───── GIVEN INFORMATION
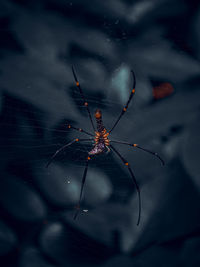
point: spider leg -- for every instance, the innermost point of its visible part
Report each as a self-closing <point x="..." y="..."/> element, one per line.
<point x="82" y="186"/>
<point x="83" y="97"/>
<point x="134" y="180"/>
<point x="63" y="148"/>
<point x="139" y="147"/>
<point x="69" y="126"/>
<point x="127" y="104"/>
──────────
Update the records by changing "innermost" to "most central" and leaving everything else unchanged. Reproduce them without the pictures.

» CORRECT RESULT:
point: spider leg -- for every instance, the most central point of its visible part
Report each as a self-closing <point x="..." y="..."/> element, one per line.
<point x="82" y="186"/>
<point x="83" y="97"/>
<point x="134" y="180"/>
<point x="63" y="148"/>
<point x="139" y="147"/>
<point x="69" y="126"/>
<point x="127" y="104"/>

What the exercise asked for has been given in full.